### [WHAT THE TASK ASKS]
Set down exactly the lines from the one containing "Reviewer note: confirm that each instance of the knife" through the end of the records below, both included, and nothing else.

### [SOURCE DATA]
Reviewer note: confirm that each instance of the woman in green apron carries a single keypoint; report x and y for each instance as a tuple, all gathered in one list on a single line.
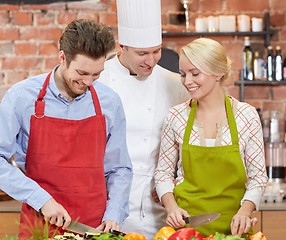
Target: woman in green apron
[(219, 143)]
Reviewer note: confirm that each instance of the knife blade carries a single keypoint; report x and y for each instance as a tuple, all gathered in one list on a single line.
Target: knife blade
[(81, 228), (199, 220)]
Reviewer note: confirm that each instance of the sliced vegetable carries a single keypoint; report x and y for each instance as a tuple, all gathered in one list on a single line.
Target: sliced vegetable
[(134, 236), (185, 234), (258, 236), (164, 233), (221, 236), (210, 237)]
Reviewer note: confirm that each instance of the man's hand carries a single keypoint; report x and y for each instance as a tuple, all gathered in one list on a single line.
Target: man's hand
[(54, 213), (109, 224)]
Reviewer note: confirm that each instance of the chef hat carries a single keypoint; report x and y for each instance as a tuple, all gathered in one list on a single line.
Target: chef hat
[(139, 23)]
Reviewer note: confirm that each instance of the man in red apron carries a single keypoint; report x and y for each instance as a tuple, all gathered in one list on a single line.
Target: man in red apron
[(74, 141)]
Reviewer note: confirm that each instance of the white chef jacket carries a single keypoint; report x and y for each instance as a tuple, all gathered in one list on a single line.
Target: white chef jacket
[(146, 103)]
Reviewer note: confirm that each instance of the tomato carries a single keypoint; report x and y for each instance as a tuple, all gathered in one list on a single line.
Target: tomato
[(185, 234), (210, 237), (134, 236)]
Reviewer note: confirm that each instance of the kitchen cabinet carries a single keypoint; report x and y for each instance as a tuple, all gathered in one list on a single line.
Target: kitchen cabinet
[(266, 34)]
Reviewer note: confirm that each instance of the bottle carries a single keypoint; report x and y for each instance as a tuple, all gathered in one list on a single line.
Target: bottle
[(257, 66), (264, 71), (278, 65), (270, 65), (284, 67), (247, 60)]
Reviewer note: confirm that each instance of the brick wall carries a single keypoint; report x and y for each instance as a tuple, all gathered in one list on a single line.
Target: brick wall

### [CORRECT RESPONSE]
Reviewer note: confirm that each instance of the knife blade carries a single keypoint; report x and y for each instance as a tuple, all gathered in one list on a single line.
Target: knife blade
[(81, 228), (199, 220)]
Reviewer note: confirm that each instance of the sliced vegetable carries a single keypoint; report x and y for each instance as a tuple, all gathered in one list on a single line.
Target: sliced vegetable
[(134, 236), (185, 234), (258, 236), (164, 233), (221, 236), (210, 237)]
Reviewer note: confirm that each instance of the man's hand carries a single keypoint; report x and y for each instance as a tuple, all gathered in one list on a single line.
Target: man's hand
[(54, 213), (109, 224)]
Reviewer note: confirm that each instance of the chef hat carries a single keypoint; report x and y for each instance as a tuple, all gathered in one list on a single line.
Target: chef hat
[(139, 23)]
Reviewer note: confirm that each instance of the man in red apron carries a single keypoint; report x and y for each instance as a tuple, all gathered in one list on a single line.
Target: man in red apron
[(74, 141)]
Reviewer note: confirm that each instance of the white chef jacket carries a single keypoint; report x and y for each instance as a tuple, all gathered in one list on a single line.
Target: white chef jacket
[(146, 103)]
Reviewer note: confirm that each instance of the tomato carries a single keypoint; report x and y for each instance as a tuple, all gathered in one list on a single line.
Target: tomato
[(185, 234), (210, 237), (134, 236)]
Reviewer note: confirm that each instance of the kitchen cabinet carries a single keypoint; report x and y for each instance as a tuple, all gathered in one list on a single line.
Target: kitchen cabinet
[(266, 34)]
Reviewer note: confirm that each instance of the bottle carries a single keypoint; report x and y for each instance as a tuple, all gathered in one list on a single line.
Target: bottle
[(257, 66), (264, 71), (278, 65), (270, 65), (284, 67), (247, 60)]
Reviewer note: confirm that each instance of the brick wall carries a single keypoint; report x and y for each instance as a tuple, all gathered in one list on a single line.
Target: brick wall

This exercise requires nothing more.